What the exercise asks: Reproduce the passage of the Cummings article starting at "The Prime Minister’s" and ending at "usual seasonal pressure.", substituting "surge" for "peak".

Cummings: Herd immunity was regarded as an inevitable outcome of Covid policy
Mr Cummings told MPs that it was only in mid-March 2020 that he insisted a new plan was needed to prevent a catastrophe.
Ministers and officials believed herd immunity was an “inevitability” because it was not possible or desirable to completely suppress the spread of coronavirus in the early stages of the pandemic, Dominic Cummings said.
The Prime Minister’s former adviser said until mid-March it was considered that measures to halt the spread of the virus would simply delay the peak until the winter, when it would cause more devastation with the NHS under its usual seasonal pressure.
Mr Cummings told MPs that it was only in mid-March that he insisted a new plan was needed to prevent a catastrophe.
“The whole plan was based on the assumption that it was a certainty there would be no vaccines in 2020,” Mr Cummings said.

(Saved entries)
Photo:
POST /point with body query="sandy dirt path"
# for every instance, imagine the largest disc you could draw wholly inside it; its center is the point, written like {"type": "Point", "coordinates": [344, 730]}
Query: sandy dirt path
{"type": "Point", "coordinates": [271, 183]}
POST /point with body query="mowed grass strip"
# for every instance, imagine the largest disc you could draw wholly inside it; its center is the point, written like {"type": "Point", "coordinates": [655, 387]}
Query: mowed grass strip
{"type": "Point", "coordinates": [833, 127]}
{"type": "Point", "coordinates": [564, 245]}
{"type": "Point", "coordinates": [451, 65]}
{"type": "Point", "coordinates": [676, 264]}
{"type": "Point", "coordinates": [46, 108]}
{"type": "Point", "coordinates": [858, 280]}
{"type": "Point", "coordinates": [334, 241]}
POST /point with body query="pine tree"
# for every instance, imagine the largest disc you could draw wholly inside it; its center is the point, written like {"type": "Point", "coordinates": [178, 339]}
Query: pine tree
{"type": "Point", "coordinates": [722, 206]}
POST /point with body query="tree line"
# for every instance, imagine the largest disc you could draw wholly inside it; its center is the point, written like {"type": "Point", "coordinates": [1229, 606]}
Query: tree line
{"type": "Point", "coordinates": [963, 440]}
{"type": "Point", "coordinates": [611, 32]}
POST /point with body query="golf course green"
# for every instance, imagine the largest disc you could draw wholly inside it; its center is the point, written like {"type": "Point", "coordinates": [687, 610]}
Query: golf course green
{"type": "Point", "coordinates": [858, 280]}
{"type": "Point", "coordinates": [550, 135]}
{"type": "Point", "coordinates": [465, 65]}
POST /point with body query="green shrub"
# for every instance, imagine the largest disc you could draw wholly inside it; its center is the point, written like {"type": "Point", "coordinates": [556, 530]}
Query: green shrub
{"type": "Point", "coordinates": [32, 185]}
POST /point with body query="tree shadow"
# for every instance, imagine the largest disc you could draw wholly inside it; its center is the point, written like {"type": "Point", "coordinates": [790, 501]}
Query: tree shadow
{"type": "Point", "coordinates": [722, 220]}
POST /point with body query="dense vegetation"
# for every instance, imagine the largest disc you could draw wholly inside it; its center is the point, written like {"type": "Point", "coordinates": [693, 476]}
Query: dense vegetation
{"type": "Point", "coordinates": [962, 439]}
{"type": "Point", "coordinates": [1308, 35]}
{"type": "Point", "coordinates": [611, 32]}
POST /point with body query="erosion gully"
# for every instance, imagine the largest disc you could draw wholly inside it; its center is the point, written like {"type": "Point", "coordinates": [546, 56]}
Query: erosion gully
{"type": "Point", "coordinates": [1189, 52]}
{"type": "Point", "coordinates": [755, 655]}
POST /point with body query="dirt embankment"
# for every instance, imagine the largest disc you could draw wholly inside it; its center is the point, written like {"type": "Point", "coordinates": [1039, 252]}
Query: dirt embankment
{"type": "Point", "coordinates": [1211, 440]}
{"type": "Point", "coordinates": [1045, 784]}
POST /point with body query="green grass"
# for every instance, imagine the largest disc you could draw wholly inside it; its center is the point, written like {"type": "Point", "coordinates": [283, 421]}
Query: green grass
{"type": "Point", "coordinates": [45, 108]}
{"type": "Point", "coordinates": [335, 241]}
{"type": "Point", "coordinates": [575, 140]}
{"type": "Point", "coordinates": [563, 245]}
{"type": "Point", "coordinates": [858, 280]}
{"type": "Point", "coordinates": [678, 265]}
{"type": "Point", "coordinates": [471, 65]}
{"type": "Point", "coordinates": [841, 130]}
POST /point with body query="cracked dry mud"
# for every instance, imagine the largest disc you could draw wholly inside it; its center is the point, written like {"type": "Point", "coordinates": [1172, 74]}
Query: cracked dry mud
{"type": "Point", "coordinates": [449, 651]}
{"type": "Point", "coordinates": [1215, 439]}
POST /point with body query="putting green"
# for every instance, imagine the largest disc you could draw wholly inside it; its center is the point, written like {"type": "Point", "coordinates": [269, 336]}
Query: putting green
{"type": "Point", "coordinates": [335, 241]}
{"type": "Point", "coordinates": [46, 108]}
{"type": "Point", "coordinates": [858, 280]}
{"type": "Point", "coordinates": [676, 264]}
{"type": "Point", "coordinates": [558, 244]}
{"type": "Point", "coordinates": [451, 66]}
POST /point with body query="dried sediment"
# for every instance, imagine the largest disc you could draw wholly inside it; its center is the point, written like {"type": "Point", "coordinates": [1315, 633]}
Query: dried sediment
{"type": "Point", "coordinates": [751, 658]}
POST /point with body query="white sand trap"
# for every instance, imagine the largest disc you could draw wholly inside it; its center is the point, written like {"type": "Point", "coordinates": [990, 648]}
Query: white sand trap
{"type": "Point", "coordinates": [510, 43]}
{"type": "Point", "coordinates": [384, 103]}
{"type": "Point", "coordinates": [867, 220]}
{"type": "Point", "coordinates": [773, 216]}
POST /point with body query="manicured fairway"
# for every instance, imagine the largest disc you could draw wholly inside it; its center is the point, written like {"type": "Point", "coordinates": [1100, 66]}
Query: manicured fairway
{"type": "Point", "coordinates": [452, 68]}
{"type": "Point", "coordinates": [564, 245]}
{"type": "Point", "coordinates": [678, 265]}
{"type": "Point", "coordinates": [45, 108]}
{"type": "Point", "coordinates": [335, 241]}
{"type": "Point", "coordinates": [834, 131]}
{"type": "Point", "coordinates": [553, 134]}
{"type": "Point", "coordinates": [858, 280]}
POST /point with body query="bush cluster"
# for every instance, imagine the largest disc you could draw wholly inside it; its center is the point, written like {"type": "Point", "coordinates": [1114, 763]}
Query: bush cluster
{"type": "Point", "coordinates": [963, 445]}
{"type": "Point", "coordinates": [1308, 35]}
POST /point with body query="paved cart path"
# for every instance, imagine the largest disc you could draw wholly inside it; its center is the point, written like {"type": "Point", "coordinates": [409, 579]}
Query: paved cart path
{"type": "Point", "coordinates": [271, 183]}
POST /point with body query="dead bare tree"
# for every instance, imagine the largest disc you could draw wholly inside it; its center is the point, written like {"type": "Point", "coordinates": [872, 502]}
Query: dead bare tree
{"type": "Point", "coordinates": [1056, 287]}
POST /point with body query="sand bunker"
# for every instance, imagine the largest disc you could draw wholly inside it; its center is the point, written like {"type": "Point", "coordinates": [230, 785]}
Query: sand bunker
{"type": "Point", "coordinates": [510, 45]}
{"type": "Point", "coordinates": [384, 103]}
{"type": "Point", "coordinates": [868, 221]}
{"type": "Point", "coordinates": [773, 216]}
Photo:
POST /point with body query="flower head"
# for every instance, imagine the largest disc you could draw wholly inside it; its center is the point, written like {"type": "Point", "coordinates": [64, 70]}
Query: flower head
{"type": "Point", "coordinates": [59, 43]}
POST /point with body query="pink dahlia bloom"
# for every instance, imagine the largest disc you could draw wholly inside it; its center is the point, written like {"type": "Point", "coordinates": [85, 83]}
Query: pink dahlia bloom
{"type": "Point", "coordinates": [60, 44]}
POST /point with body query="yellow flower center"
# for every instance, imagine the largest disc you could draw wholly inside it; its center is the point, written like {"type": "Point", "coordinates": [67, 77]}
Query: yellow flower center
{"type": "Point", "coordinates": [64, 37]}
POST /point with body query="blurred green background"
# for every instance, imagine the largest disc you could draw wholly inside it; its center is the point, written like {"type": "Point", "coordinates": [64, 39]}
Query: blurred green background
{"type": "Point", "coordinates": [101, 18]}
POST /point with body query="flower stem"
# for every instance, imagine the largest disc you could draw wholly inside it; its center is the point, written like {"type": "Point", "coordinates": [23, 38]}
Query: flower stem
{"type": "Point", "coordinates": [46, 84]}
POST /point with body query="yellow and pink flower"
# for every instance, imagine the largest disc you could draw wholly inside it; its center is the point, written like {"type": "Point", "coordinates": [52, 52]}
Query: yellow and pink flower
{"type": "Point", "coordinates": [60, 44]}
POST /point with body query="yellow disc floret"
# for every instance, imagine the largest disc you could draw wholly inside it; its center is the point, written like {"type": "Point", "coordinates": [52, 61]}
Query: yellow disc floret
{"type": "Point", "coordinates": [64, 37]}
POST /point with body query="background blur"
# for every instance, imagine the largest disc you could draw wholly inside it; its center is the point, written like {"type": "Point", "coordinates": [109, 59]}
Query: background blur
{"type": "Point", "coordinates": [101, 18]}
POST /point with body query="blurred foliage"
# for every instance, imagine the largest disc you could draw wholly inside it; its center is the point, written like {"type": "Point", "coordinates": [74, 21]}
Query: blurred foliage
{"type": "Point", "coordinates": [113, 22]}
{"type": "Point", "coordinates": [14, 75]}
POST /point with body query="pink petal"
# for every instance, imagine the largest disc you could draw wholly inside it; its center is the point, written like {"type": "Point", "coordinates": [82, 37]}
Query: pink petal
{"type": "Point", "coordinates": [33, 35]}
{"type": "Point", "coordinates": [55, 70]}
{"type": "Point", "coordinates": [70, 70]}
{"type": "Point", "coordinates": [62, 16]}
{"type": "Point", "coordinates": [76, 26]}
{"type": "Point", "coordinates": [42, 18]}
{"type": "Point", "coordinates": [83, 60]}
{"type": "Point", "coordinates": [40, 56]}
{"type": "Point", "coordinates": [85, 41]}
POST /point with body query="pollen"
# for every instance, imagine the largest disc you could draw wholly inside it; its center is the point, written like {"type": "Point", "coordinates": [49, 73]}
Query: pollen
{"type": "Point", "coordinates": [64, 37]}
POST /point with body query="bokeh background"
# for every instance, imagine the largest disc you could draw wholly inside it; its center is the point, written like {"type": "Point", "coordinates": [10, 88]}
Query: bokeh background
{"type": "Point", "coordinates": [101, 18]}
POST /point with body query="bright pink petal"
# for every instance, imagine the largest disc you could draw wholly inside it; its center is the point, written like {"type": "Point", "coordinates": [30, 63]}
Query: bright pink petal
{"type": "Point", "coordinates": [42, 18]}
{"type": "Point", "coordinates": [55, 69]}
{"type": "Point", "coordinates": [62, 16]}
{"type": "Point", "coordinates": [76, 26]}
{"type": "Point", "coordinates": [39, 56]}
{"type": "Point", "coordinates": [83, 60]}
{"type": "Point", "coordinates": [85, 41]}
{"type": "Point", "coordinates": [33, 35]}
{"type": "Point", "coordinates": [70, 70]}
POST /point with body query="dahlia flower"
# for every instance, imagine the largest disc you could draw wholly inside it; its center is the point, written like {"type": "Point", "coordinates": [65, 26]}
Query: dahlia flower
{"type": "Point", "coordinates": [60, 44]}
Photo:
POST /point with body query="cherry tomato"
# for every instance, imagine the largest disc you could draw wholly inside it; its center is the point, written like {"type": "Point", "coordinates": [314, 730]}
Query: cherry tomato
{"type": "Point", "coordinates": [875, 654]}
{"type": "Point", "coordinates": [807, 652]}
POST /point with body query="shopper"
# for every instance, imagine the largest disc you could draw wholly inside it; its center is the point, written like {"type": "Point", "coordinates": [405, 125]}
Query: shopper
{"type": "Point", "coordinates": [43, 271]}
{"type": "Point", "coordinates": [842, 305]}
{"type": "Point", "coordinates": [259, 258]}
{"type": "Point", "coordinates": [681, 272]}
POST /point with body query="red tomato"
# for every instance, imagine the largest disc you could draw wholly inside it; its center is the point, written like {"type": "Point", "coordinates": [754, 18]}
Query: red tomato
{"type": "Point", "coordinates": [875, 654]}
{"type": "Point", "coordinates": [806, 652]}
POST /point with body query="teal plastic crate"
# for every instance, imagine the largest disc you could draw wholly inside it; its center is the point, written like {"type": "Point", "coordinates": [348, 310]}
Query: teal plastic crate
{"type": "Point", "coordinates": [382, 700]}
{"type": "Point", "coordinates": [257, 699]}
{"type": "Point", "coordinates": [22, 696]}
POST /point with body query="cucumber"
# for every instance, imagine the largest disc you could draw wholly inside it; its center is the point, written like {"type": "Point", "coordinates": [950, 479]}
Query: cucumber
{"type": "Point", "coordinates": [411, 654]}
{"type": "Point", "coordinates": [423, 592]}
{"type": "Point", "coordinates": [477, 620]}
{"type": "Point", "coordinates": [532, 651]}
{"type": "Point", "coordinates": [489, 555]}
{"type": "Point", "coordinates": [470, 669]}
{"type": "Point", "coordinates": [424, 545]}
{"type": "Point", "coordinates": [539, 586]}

Exercise response:
The Prime Minister’s former adviser said until mid-March it was considered that measures to halt the spread of the virus would simply delay the surge until the winter, when it would cause more devastation with the NHS under its usual seasonal pressure.